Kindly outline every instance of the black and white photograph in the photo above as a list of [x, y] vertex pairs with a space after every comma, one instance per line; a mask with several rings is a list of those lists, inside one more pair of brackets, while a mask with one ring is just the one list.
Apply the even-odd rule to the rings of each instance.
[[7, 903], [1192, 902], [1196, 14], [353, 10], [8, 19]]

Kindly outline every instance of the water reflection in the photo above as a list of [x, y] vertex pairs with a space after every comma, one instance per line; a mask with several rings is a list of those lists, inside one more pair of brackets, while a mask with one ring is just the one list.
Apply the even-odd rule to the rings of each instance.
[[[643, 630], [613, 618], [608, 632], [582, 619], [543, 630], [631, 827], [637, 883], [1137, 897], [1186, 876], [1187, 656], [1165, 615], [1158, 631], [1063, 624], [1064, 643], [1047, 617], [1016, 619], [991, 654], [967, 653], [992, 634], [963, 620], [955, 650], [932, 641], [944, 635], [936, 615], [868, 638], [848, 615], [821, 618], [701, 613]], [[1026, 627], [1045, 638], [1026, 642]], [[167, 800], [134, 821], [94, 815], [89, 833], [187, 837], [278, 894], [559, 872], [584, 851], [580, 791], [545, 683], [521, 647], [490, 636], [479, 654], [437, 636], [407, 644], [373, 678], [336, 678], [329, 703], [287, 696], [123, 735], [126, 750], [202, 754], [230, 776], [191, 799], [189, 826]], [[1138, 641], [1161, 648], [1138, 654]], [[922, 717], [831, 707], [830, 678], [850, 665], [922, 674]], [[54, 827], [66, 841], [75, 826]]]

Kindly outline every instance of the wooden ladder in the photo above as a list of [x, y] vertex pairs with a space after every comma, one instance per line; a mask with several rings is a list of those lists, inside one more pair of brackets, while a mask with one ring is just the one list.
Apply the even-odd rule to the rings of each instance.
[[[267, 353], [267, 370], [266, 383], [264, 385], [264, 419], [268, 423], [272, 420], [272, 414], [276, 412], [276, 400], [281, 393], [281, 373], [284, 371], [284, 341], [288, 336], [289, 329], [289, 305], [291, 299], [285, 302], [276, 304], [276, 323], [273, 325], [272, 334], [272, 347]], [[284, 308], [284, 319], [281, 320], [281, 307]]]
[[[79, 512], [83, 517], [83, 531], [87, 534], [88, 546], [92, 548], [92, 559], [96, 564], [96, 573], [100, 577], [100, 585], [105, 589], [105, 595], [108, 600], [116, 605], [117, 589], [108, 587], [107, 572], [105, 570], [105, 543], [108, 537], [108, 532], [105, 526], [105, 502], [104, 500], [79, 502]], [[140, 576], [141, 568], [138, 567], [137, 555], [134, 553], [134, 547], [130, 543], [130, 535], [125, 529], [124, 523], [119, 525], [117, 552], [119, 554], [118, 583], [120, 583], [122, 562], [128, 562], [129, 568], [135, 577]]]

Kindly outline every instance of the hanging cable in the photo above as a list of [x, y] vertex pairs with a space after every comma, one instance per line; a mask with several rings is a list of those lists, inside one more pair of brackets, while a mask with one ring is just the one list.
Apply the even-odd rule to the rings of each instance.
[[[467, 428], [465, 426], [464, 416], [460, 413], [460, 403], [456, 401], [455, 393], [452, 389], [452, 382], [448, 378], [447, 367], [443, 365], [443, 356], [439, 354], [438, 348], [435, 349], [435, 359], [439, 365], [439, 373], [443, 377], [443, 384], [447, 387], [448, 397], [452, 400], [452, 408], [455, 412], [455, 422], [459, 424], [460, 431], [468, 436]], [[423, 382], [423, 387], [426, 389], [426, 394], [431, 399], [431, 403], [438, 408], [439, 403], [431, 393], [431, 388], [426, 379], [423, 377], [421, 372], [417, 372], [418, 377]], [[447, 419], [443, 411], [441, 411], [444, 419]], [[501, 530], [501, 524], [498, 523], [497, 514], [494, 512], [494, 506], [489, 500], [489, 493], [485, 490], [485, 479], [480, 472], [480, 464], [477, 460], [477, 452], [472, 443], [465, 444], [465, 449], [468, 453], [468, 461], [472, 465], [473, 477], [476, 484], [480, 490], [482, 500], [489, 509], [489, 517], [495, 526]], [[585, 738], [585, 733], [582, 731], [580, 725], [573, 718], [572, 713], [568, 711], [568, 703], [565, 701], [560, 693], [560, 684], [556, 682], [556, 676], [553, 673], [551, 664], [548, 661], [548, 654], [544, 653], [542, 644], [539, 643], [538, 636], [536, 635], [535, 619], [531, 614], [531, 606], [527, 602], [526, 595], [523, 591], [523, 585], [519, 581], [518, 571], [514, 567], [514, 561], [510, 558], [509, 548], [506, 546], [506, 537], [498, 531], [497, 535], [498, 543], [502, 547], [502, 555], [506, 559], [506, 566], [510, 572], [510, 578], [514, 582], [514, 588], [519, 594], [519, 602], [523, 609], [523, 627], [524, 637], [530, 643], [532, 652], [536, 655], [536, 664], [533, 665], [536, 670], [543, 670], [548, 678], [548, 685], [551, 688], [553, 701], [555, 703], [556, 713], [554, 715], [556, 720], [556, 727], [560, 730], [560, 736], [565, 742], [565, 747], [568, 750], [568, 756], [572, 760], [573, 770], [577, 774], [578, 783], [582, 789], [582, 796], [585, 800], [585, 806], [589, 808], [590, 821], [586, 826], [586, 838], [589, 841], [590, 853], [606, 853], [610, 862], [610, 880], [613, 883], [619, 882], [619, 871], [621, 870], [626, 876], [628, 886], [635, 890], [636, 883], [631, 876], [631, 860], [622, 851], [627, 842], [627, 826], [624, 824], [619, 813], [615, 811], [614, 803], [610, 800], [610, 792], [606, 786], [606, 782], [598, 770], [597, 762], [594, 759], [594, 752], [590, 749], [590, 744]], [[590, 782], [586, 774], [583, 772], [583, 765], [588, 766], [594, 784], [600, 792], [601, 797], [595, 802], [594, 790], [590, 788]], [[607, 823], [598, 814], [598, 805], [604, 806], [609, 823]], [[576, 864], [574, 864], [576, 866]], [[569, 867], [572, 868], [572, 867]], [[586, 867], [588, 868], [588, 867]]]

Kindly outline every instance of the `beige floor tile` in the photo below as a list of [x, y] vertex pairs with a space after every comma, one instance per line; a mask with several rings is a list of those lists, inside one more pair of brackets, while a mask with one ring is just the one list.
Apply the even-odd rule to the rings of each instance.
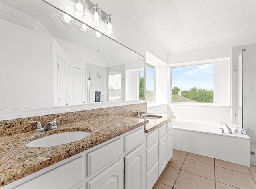
[[167, 186], [159, 182], [156, 182], [152, 189], [172, 189], [172, 187]]
[[186, 158], [214, 165], [214, 158], [210, 157], [188, 152]]
[[248, 174], [249, 175], [251, 174], [249, 171], [248, 167], [246, 166], [218, 159], [215, 159], [215, 166], [226, 168], [226, 169], [241, 172], [241, 173]]
[[187, 156], [188, 152], [179, 150], [173, 149], [173, 155], [177, 156], [182, 157], [182, 158], [186, 158]]
[[214, 189], [214, 181], [182, 171], [180, 171], [174, 187], [177, 189]]
[[186, 159], [182, 171], [214, 180], [214, 166], [196, 161]]
[[248, 168], [251, 172], [251, 174], [253, 176], [256, 176], [256, 167], [250, 167]]
[[179, 172], [178, 169], [166, 166], [157, 181], [172, 187]]
[[236, 188], [238, 188], [218, 182], [215, 182], [215, 188], [216, 189], [236, 189]]
[[241, 189], [256, 188], [256, 185], [250, 175], [216, 166], [215, 180]]
[[182, 166], [185, 158], [180, 156], [172, 156], [170, 160], [167, 163], [167, 166], [172, 168], [180, 169]]

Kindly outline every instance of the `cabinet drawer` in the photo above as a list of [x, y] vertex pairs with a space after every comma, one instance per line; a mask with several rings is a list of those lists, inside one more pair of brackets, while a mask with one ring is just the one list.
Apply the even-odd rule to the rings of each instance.
[[166, 133], [166, 124], [161, 126], [158, 128], [158, 138], [160, 138]]
[[167, 125], [167, 132], [172, 128], [173, 122], [173, 121], [172, 121], [172, 120], [171, 120], [166, 124], [166, 125]]
[[156, 142], [146, 151], [146, 171], [149, 171], [158, 159], [158, 144]]
[[156, 129], [146, 137], [146, 148], [147, 148], [158, 140], [158, 130]]
[[123, 152], [123, 140], [122, 138], [88, 154], [88, 176], [121, 155]]
[[15, 188], [71, 188], [83, 181], [83, 159], [82, 157], [79, 158]]
[[124, 151], [128, 152], [144, 141], [144, 129], [142, 128], [124, 137]]
[[147, 189], [151, 189], [158, 179], [158, 163], [154, 165], [148, 173], [146, 175], [146, 187]]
- - - - - - -
■ Work to complete ■
Please reproduce, word for word, the material from the line containing "Kindly outline every instance of the wooden" through the line containing "320], [281, 307]]]", including both of those lines.

■ Solution for this task ■
Kindly outline every instance of the wooden ladder in the photo above as a list of [x, y] vertex pairs with a space after every comma, one instance per line; a mask with several rings is a list of those lists, inside one more pair of brackets, while a mask with one ring is just the one list.
Apply the even-odd rule to the rings of each instance.
[[[267, 353], [267, 370], [266, 383], [264, 385], [264, 419], [268, 423], [272, 420], [272, 414], [276, 412], [276, 400], [281, 393], [281, 373], [284, 371], [284, 341], [288, 336], [289, 329], [289, 305], [291, 299], [285, 302], [276, 304], [276, 323], [273, 325], [272, 334], [272, 347]], [[284, 308], [284, 319], [281, 320], [281, 307]]]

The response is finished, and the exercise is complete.